- Exercise directions -
Return each line of the material below that contains the word "target". Copy every such line in full.

# START OF Provided information

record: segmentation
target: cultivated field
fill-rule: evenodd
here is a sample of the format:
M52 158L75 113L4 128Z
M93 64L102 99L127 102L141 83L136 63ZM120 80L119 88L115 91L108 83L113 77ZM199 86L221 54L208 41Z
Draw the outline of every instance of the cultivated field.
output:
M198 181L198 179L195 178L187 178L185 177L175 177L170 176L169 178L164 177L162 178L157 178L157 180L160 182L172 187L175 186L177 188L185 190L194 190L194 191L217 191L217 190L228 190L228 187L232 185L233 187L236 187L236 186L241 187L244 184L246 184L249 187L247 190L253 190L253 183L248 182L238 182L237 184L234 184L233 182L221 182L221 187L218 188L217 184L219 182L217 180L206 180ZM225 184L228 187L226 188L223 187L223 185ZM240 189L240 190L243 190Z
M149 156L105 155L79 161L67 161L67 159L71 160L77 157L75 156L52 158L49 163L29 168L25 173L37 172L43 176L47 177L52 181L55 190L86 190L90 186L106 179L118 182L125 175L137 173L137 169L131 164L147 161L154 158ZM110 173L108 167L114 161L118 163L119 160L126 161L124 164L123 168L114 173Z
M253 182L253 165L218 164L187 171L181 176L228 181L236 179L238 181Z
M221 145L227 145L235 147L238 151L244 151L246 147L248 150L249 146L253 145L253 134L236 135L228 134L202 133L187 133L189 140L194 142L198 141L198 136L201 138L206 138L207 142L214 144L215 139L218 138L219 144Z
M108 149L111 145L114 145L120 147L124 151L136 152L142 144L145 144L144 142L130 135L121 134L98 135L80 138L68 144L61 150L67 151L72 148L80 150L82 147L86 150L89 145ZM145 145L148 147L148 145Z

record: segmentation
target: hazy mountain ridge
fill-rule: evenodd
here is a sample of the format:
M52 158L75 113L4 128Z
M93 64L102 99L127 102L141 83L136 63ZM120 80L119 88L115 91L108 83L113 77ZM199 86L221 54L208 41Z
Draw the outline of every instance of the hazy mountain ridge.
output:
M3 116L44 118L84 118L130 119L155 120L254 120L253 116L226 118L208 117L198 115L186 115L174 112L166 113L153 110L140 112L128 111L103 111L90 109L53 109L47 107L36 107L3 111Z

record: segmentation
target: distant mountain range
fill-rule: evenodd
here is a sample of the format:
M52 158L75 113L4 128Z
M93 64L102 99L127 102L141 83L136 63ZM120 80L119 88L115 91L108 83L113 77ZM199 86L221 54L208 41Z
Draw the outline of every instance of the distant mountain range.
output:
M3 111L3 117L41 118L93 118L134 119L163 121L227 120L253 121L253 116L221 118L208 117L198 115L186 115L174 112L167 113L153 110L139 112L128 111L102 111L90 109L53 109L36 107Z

# END OF Provided information
# START OF Provided information

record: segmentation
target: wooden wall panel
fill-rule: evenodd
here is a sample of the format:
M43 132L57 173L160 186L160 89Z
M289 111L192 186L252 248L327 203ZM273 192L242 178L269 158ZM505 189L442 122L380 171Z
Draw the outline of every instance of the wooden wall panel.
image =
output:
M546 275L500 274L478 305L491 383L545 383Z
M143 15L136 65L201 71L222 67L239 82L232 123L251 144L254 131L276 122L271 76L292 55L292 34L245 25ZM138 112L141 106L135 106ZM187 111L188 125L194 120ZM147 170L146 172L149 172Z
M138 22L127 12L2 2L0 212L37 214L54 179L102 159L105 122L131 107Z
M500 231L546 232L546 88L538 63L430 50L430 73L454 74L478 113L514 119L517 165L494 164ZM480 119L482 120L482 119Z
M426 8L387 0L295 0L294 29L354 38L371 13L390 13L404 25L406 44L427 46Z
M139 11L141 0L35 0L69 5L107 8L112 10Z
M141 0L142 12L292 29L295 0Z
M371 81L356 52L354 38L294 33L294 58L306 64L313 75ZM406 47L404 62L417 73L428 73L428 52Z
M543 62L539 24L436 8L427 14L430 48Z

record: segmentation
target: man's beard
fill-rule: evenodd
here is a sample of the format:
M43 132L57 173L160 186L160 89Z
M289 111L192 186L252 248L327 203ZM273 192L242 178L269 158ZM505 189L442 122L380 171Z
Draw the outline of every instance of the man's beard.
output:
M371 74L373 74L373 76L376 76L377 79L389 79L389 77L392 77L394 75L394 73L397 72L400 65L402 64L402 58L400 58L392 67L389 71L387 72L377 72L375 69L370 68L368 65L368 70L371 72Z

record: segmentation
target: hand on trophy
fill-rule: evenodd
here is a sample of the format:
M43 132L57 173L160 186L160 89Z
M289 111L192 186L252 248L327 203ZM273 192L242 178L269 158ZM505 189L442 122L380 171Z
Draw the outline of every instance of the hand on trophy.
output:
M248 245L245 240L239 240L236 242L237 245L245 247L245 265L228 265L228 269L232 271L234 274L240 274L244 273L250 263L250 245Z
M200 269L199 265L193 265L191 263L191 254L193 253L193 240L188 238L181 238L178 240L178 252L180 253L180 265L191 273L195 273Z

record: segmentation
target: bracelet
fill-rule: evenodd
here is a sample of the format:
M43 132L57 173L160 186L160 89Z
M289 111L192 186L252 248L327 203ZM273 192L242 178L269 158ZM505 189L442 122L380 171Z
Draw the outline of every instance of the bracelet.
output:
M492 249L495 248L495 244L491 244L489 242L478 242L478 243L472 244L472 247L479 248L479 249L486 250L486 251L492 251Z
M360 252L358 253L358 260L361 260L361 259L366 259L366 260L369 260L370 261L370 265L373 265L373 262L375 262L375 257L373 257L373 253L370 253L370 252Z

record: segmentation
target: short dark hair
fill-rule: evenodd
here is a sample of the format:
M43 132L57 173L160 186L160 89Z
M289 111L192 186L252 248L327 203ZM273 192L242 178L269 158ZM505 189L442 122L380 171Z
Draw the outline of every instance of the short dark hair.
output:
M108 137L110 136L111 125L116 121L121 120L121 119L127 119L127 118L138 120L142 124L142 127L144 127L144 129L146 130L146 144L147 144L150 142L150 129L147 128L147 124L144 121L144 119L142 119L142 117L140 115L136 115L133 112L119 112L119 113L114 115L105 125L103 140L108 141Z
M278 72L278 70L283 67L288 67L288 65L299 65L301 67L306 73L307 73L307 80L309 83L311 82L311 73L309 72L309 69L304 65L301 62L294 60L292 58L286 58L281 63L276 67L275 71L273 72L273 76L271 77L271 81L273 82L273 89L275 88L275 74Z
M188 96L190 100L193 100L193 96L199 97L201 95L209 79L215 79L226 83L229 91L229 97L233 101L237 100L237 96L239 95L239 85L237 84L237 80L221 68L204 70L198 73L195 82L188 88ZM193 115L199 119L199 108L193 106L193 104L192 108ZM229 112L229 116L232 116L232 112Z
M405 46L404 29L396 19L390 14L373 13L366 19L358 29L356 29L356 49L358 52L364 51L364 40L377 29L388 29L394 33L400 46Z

# END OF Provided information

- Solution to this problem -
target: cultivated field
target: hazy mountain ridge
target: distant mountain range
target: wooden wall panel
target: man's beard
target: hand on trophy
target: bracelet
target: short dark hair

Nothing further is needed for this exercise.